I'd like the entries that follow repeated exactly, with the pictures left out.

* _Records from a data source_:
□ □ □ □ □

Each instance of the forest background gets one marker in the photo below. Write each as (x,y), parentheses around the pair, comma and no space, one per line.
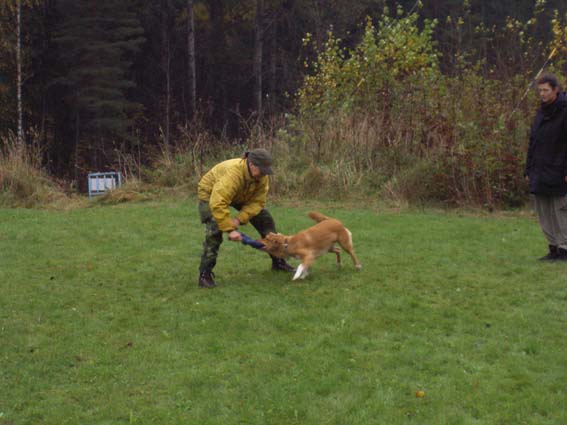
(416,102)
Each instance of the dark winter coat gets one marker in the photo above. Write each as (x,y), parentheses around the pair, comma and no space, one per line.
(546,165)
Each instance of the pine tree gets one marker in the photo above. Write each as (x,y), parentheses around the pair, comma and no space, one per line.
(97,42)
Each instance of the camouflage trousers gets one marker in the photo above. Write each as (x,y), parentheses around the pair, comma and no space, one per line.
(263,223)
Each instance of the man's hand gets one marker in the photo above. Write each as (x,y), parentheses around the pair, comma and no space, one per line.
(235,236)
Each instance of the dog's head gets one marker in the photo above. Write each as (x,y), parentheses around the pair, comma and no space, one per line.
(274,244)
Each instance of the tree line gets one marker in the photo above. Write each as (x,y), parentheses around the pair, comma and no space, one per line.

□ □ □ □ □

* _Answer section_:
Each instance of the forest background gets one marker in the photo below. Write each as (x,y), parentheses around the pair, comma and no space, one per line.
(416,102)
Each instance of the dark winter coat gets one marker in the photo above. Write each as (x,y), parentheses around the pair, comma and no space, one per line.
(546,165)
Each instance of the pine tree gets one marker in the photo above. Write each as (x,y), parentheses around the pair, comma and no space, one per line.
(97,42)
Each instance of the camouflage trousers gets one marker in the photo above. Write each as (x,y), parentheses around the pair, comma and no space, one per line.
(263,223)
Each instance of the man's hand gets one marker in the photo above. Write each as (x,y), parentheses around the pair, comma and no space, one per line.
(235,236)
Each instance of the dog's head gets one marker in the photo above. Write each as (x,y), parentheses around the pair, comma and no space, one per line.
(274,244)
Each instance of the tree line gets one marker in the photo above. Write each as (x,y), parentheses around the pair, comma and no space, one per line.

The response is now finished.